(Collected data entries)
- - - - - - -

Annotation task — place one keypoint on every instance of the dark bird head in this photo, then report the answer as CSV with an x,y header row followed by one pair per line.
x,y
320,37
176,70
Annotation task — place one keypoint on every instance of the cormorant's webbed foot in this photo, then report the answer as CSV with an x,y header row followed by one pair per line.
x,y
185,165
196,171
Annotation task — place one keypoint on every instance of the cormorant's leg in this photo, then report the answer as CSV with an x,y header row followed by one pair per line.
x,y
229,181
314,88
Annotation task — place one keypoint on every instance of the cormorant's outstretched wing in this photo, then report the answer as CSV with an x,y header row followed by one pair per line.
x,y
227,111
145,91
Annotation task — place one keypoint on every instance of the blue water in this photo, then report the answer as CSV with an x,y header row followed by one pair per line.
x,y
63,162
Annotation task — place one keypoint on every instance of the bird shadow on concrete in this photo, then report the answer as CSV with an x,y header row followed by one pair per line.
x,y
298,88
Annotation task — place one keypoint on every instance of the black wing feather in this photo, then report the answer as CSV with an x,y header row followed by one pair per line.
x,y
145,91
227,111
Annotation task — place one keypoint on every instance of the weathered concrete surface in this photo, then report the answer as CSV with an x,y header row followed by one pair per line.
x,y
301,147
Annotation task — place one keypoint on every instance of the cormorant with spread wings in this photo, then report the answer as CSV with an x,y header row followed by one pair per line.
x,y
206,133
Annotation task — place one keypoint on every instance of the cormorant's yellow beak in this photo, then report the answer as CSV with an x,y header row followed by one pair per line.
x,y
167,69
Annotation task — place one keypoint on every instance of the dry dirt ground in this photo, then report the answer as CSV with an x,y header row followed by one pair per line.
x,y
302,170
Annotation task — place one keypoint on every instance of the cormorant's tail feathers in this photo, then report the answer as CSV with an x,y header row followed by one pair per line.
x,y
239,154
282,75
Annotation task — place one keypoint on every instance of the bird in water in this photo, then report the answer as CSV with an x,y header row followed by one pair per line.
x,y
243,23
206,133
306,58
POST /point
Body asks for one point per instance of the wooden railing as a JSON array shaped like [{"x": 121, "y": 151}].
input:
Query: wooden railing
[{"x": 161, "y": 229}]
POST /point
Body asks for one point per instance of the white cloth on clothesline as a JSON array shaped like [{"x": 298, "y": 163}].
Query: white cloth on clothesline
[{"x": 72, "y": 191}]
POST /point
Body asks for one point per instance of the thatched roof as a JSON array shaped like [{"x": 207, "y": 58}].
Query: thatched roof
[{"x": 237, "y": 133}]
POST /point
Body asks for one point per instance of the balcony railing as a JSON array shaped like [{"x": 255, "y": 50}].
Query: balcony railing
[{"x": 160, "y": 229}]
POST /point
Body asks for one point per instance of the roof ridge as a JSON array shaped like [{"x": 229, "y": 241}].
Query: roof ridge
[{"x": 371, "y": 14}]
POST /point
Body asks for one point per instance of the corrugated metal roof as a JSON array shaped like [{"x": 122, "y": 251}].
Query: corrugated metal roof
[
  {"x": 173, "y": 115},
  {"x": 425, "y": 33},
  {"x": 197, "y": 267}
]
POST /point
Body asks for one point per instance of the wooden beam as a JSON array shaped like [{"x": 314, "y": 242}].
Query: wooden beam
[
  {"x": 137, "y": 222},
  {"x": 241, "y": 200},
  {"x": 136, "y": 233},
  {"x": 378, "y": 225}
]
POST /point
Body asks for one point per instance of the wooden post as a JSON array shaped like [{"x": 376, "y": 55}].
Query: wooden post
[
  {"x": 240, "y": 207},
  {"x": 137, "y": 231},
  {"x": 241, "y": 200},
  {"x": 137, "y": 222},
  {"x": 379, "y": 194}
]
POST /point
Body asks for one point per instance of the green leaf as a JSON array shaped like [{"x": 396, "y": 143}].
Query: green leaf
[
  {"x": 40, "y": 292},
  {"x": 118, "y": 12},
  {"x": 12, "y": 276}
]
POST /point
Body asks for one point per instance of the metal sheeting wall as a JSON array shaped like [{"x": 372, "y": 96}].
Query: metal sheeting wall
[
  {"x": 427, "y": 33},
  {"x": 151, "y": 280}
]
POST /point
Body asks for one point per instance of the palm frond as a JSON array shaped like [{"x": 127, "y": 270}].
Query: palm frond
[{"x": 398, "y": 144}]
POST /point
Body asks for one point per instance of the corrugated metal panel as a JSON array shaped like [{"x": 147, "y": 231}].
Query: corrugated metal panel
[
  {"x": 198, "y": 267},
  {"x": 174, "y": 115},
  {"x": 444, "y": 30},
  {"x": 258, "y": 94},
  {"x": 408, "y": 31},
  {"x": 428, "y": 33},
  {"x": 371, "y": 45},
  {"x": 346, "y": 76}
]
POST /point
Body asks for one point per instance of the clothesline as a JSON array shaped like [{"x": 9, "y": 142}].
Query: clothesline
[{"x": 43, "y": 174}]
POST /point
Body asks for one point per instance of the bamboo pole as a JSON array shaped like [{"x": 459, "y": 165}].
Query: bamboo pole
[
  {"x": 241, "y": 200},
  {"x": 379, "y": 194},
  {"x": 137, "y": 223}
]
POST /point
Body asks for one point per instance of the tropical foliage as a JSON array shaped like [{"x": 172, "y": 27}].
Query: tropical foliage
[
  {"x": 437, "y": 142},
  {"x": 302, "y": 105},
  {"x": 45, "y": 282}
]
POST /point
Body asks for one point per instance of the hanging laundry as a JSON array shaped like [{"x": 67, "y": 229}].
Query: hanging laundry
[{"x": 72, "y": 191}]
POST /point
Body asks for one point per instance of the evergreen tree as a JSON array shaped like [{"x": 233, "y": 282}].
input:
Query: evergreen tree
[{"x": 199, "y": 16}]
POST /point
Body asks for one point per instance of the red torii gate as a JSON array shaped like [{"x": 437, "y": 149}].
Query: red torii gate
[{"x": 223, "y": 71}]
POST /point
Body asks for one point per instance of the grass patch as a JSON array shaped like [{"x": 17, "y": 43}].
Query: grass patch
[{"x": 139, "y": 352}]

- - - - - - -

§ GOAL: From the listing above, extract every line exactly as it stands.

§ FINAL RESULT:
Annotation task — place one keypoint on every instance of the dark bird head in this photo, then report the answer as CSV with an x,y header row followed by one pair per line.
x,y
320,37
176,70
Annotation task — place one keypoint on every instance of the cormorant's webbed foot in this photo, then report the answer as CSV with an x,y header row followed by one pair per line.
x,y
185,165
196,171
Annotation task — place one keypoint on every instance of the cormorant's leg in this photo, then report the answer as CSV with an x,y header row followed by one pair per line.
x,y
229,181
314,88
Annotation task — place one keypoint on every instance of the cormorant's outstretched wing in this photo, then report the answer as CSV with an x,y header row followed by one pair per line.
x,y
227,111
145,91
Annotation task — place one keypoint on every instance of the blue water in this photo, then report the answer as CSV with an x,y header row followed by one pair per line.
x,y
63,162
Annotation task — place one keypoint on every instance of the bird shadow on concrete in this photo, then report the answer as CSV with an x,y header row followed by one pair per line.
x,y
298,88
Annotation task — place one keypoint on every instance of the black wing feather in this photo, then report the answer as CSV with an x,y header row followed by one pair per line.
x,y
145,91
227,111
Annotation task — place one keypoint on every instance of the weathered concrete surface in this photo, then report the answer as CSV with an x,y header row followed by one pair per line.
x,y
301,147
Annotation task — place one keypoint on every instance of the cormorant with spread wings in this photo, then report the answer as CSV with an x,y header row followed by one pair per line.
x,y
206,133
Annotation task — place one keypoint on every instance of the cormorant's yellow beak in this photo, then report the answer as CSV with an x,y header row followed by one pair per line.
x,y
167,69
Annotation task — place one keypoint on every instance of the dry dirt ground in this photo, then report the answer as CSV with an x,y header row followed by one pair per line.
x,y
302,170
Annotation task — place one keypoint on every instance of the cormorant's tail feathers in this photo, then report the answer as CSV with an x,y header row followed by one pair per line.
x,y
239,154
282,75
Annotation task — place one keypoint on every instance of the bird in water in this photo, then report the answer as CSV with an x,y header row followed by one pair per line.
x,y
243,23
206,133
306,58
POST /point
Body asks for one point per instance of the wooden railing as a JSON array shaped like [{"x": 121, "y": 151}].
input:
Query: wooden railing
[{"x": 161, "y": 229}]
POST /point
Body asks for one point per instance of the white cloth on clothesline as a JSON array shaped like [{"x": 298, "y": 163}].
Query: white cloth on clothesline
[{"x": 72, "y": 191}]
POST /point
Body asks for one point per instance of the thatched roof as a JSON array shaped like [{"x": 207, "y": 58}].
Query: thatched roof
[{"x": 237, "y": 133}]
POST /point
Body asks for one point per instance of the balcony railing as a JSON array shaped like [{"x": 255, "y": 50}].
Query: balcony railing
[{"x": 160, "y": 229}]
POST /point
Body asks for one point per instance of the roof ridge as a JSON array shaped like [{"x": 229, "y": 241}].
Query: roof ridge
[{"x": 371, "y": 14}]
POST /point
Body asks for one point per instance of the corrugated metal roof as a JSON array shaped like [{"x": 122, "y": 251}].
Query: corrugated metal roof
[
  {"x": 173, "y": 115},
  {"x": 425, "y": 33},
  {"x": 197, "y": 267}
]
POST /point
Body asks for one point per instance of the wooden beam as a JSON array shaped like [{"x": 314, "y": 242}].
Query: wooden beam
[
  {"x": 137, "y": 222},
  {"x": 241, "y": 200},
  {"x": 136, "y": 233},
  {"x": 378, "y": 225}
]
POST /point
Body asks for one point per instance of the wooden post as a JSON array shaped like [{"x": 376, "y": 55}].
Query: wooden post
[
  {"x": 240, "y": 207},
  {"x": 137, "y": 231},
  {"x": 241, "y": 200},
  {"x": 137, "y": 222},
  {"x": 379, "y": 194}
]
POST /point
Body asks for one point per instance of the green leaf as a JSON array shaped like [{"x": 396, "y": 143}].
Query: green leaf
[
  {"x": 40, "y": 292},
  {"x": 118, "y": 12},
  {"x": 12, "y": 276}
]
POST /point
Body asks for one point per instance of the metal sheeting wall as a JSON array shaped like [{"x": 372, "y": 96}].
Query: metal sheeting wall
[
  {"x": 427, "y": 33},
  {"x": 151, "y": 280}
]
POST /point
Body asks for one point per instance of the palm frond as a JSON array shaped like [{"x": 127, "y": 270}].
Query: palm frond
[{"x": 398, "y": 144}]
POST /point
Body asks for one point per instance of the corrugated metal panel as a JSON array shaped like [{"x": 147, "y": 231}].
Query: corrugated metal panel
[
  {"x": 198, "y": 267},
  {"x": 174, "y": 115},
  {"x": 444, "y": 30},
  {"x": 258, "y": 94},
  {"x": 408, "y": 31},
  {"x": 428, "y": 33},
  {"x": 371, "y": 45},
  {"x": 346, "y": 76}
]
POST /point
Body asks for one point per instance of the clothesline as a JSON array shaped like [{"x": 9, "y": 142}].
Query: clothesline
[{"x": 43, "y": 174}]
POST /point
Body asks for one point per instance of the bamboo pole as a JSON array shaped like [{"x": 459, "y": 165}].
Query: bamboo pole
[
  {"x": 241, "y": 200},
  {"x": 379, "y": 194},
  {"x": 137, "y": 223}
]
POST /point
Body asks for one point per instance of the tropical foliage as a JSON array shaped like [{"x": 172, "y": 27}].
Query: tropical foliage
[
  {"x": 437, "y": 142},
  {"x": 302, "y": 105},
  {"x": 45, "y": 282}
]
POST /point
Body asks for one point per instance of the hanging laundry as a JSON array shaped like [{"x": 67, "y": 229}].
Query: hanging laundry
[{"x": 72, "y": 191}]
POST /point
Body asks for one point per instance of the evergreen tree as a JSON array shaped like [{"x": 233, "y": 282}].
input:
Query: evergreen tree
[{"x": 199, "y": 16}]
POST /point
Body asks for one point per instance of the red torii gate as a JSON array shaped like [{"x": 437, "y": 149}].
Query: red torii gate
[{"x": 223, "y": 71}]
POST /point
Body asks for one point per instance of the grass patch as a JSON array shaped like [{"x": 17, "y": 43}].
Query: grass patch
[{"x": 139, "y": 352}]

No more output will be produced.